EXERCISE DIRECTIONS: Copy the records below exactly as they are written.

Stored data
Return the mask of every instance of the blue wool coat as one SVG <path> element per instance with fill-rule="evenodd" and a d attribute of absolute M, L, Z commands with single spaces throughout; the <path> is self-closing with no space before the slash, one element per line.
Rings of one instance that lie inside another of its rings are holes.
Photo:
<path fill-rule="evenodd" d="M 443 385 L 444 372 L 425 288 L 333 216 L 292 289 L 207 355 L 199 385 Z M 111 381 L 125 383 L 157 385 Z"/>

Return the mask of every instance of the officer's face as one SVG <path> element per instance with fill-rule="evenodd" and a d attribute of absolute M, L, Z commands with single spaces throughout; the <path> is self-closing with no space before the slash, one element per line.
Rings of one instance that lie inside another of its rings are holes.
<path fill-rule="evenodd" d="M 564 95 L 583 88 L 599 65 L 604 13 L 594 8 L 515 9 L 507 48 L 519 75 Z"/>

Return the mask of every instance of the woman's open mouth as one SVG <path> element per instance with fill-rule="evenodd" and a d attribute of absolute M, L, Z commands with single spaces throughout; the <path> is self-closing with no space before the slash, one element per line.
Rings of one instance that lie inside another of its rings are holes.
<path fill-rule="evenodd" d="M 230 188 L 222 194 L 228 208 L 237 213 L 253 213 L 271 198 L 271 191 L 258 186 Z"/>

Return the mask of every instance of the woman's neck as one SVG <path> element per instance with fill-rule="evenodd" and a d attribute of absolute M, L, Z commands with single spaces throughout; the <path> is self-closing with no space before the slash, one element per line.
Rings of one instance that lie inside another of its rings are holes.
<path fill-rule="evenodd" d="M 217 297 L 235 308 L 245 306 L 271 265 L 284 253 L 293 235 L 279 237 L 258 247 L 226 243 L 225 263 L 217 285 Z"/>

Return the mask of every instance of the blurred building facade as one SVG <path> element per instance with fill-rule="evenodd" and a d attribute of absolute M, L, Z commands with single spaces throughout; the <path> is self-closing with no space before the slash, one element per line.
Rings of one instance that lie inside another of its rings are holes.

EXERCISE OUTPUT:
Return the mask of every instance of the blue wool coat as one SVG <path> element per instance with fill-rule="evenodd" and a d attribute of absolute M, L, Z commands with single spaces throughout; the <path> is self-closing with no space before the slash, one element per line.
Rings of one instance that lie inside another of its rings are holes.
Photo:
<path fill-rule="evenodd" d="M 443 385 L 444 372 L 425 288 L 333 216 L 292 289 L 207 355 L 199 385 Z M 111 381 L 125 383 L 157 385 Z"/>

Return the mask of every instance of the officer's face as one SVG <path> element per instance with fill-rule="evenodd" and a d attribute of absolute M, L, Z commands with single spaces throughout; the <path> is self-closing with no space before the slash, one element per line.
Rings of one instance that lie inside another of its rings are holes.
<path fill-rule="evenodd" d="M 564 95 L 583 88 L 599 65 L 604 13 L 594 8 L 515 9 L 507 48 L 519 75 Z"/>

Return the mask of every instance of the woman's open mouth as one SVG <path> element per instance with fill-rule="evenodd" and a d attribute of absolute M, L, Z commands with single spaces throughout; the <path> is self-closing with no space before the slash, one element per line.
Rings of one instance that lie inside another of its rings are holes.
<path fill-rule="evenodd" d="M 230 188 L 222 194 L 228 208 L 237 213 L 253 213 L 271 198 L 271 191 L 258 186 Z"/>

Return the mask of every instance of the woman's neck as one SVG <path> element per instance with fill-rule="evenodd" and a d attribute of absolute M, L, Z commands with single spaces throughout; the <path> is self-closing with no space before the slash, one element per line.
Rings of one instance that lie inside another of its rings are holes.
<path fill-rule="evenodd" d="M 217 297 L 235 308 L 245 306 L 271 265 L 284 253 L 293 235 L 279 237 L 258 247 L 226 243 L 225 263 L 217 285 Z"/>

Return the mask of every instance of the blurred building facade as one SVG <path> element per instance with fill-rule="evenodd" and a d attribute of absolute M, L, Z commands with single spaces throughout; the <path> is self-closing with no space before the slash, one element per line.
Rings of one instance that lie inside another of its rings are holes.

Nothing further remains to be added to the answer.